Task input below:

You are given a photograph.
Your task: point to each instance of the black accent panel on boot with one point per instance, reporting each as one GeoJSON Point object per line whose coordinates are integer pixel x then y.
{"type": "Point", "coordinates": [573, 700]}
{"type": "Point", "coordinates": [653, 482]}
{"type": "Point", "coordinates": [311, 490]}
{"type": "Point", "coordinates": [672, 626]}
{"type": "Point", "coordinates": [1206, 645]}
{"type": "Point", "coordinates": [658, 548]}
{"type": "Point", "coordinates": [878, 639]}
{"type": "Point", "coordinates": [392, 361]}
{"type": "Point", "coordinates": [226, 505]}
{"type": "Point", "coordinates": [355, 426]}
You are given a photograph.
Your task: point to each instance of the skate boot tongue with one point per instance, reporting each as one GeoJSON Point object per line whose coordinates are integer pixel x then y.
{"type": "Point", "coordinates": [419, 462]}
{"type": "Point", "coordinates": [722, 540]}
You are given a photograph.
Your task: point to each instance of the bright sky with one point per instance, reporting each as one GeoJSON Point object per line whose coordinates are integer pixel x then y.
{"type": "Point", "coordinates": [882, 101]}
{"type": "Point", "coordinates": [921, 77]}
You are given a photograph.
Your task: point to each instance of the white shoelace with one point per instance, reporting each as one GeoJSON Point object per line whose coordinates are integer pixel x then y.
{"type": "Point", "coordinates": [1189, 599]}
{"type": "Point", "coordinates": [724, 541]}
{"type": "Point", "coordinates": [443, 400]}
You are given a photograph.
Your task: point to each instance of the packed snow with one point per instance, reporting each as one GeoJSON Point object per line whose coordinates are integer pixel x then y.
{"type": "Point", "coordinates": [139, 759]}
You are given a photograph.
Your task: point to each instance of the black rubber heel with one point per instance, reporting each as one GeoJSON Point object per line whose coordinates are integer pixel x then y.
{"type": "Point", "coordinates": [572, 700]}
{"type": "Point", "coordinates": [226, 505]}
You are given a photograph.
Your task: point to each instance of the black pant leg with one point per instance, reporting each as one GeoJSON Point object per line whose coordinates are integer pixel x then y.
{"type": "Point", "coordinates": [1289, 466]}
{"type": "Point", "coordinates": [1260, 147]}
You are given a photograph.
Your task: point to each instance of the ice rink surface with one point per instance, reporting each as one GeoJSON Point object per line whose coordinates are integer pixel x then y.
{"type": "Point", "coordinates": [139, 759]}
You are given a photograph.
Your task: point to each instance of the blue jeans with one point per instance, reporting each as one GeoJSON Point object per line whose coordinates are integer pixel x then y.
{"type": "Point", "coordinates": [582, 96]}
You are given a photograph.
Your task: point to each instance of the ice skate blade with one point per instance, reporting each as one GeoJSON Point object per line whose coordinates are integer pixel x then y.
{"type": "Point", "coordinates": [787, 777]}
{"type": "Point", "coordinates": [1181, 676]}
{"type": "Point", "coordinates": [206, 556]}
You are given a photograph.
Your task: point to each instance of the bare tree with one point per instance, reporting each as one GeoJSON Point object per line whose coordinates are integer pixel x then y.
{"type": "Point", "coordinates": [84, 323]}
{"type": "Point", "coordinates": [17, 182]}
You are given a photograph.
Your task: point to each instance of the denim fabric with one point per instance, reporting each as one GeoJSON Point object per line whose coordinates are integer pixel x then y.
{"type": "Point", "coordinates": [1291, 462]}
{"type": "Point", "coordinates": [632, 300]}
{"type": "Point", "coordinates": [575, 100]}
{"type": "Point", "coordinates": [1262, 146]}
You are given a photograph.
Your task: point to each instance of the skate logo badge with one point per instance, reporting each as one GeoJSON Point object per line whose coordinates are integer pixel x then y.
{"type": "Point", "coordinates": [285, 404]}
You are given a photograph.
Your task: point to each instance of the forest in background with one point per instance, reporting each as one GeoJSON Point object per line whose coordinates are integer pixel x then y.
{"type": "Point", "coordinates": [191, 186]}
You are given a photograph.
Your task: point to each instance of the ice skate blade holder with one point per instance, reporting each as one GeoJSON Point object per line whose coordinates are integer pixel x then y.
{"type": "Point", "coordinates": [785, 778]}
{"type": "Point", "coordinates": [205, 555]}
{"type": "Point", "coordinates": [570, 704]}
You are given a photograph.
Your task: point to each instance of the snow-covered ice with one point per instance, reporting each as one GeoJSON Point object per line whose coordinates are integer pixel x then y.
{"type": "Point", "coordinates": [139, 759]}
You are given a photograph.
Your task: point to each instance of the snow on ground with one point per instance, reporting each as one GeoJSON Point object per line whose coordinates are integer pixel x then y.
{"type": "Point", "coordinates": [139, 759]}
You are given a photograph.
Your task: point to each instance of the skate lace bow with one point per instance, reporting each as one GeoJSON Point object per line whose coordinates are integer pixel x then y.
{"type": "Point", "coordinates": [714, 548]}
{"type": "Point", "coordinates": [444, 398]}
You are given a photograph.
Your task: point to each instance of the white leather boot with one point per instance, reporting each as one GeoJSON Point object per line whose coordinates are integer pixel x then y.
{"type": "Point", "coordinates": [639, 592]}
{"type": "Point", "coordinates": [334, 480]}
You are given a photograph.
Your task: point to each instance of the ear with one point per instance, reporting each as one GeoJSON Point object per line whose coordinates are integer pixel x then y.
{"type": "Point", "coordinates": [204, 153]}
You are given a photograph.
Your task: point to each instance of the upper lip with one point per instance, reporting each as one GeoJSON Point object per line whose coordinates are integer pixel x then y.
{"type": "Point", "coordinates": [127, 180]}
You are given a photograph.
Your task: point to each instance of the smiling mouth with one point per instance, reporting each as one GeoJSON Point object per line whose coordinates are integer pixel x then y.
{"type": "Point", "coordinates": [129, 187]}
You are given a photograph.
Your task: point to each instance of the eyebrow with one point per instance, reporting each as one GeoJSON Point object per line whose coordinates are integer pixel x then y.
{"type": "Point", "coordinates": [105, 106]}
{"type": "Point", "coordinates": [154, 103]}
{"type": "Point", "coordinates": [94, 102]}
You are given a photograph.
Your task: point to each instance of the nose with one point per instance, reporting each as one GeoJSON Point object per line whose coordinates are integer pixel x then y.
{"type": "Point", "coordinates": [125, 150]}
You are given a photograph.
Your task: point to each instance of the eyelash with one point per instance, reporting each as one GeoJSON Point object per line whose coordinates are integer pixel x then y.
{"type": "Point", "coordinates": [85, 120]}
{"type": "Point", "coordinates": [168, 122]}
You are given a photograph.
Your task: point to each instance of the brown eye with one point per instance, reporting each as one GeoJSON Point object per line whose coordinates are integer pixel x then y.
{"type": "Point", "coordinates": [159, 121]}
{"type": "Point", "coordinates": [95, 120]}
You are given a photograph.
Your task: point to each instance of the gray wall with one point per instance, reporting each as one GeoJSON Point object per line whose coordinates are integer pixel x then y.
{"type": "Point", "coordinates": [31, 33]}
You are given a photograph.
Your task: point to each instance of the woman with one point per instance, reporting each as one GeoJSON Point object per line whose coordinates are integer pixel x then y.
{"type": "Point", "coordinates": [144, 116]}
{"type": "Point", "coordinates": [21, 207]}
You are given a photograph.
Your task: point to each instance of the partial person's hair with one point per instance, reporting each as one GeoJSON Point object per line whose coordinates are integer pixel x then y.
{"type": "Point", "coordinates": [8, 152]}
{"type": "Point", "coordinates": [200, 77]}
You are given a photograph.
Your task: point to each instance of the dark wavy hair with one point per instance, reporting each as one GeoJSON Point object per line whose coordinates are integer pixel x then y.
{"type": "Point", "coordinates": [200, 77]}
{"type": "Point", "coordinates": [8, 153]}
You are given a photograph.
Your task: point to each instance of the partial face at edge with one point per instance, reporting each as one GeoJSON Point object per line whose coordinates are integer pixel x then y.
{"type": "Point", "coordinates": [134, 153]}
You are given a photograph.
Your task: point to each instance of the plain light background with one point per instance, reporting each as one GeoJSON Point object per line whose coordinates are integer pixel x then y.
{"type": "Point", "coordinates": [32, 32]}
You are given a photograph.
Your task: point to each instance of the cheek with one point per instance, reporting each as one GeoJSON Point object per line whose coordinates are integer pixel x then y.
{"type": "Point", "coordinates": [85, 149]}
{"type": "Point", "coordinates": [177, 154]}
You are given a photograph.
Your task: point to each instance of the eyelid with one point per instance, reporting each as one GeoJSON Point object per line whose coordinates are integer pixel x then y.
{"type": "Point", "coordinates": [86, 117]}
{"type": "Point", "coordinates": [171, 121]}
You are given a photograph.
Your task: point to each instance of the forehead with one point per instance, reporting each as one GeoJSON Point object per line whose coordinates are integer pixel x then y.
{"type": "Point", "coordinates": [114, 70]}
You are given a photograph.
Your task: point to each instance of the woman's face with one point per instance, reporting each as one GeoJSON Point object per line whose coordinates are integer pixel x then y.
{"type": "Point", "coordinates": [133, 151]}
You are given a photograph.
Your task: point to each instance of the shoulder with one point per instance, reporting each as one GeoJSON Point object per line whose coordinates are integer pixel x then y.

End of Task input.

▸ **Task**
Begin with the line that holds "Your task: point to each instance of the plain" and write out each line from there to the end of the material, exactly as it stands. Include nothing else.

▸ **Expected answer**
Your task: point to each instance of the plain light background with one point per instance, reporting each as one GeoJSON Point object per line whose coordinates are integer pixel x then y.
{"type": "Point", "coordinates": [32, 32]}
You are given a photograph.
Your task: point to each instance of the cheek with one point per instance, reporting each as one GeoJSON Point object per line whose coordinates are integer pixel x then y.
{"type": "Point", "coordinates": [85, 149]}
{"type": "Point", "coordinates": [177, 154]}
You are given a photograph.
Your task: point to each instance of the eyelid with one point per instance, reporting each as one GeoJSON Point object per line whose coordinates are integer pixel x then y.
{"type": "Point", "coordinates": [86, 117]}
{"type": "Point", "coordinates": [171, 121]}
You are given a photograph.
Your task: point to each instance of the forehead with one point per instance, reporting each as one GeoJSON Point object per line whose coordinates are integer pixel x then y.
{"type": "Point", "coordinates": [114, 70]}
You are given a photograph.
Your task: point to each instance of the woman's face with one point per instance, reporting each as one GeoJSON Point object per line whose coordinates are integer pixel x then y.
{"type": "Point", "coordinates": [133, 151]}
You are given a photograph.
Your task: point to each instance of the shoulder with one point per instance, reporting each as one GeoJSON Point object per line whose coordinates are integer pixel x then y.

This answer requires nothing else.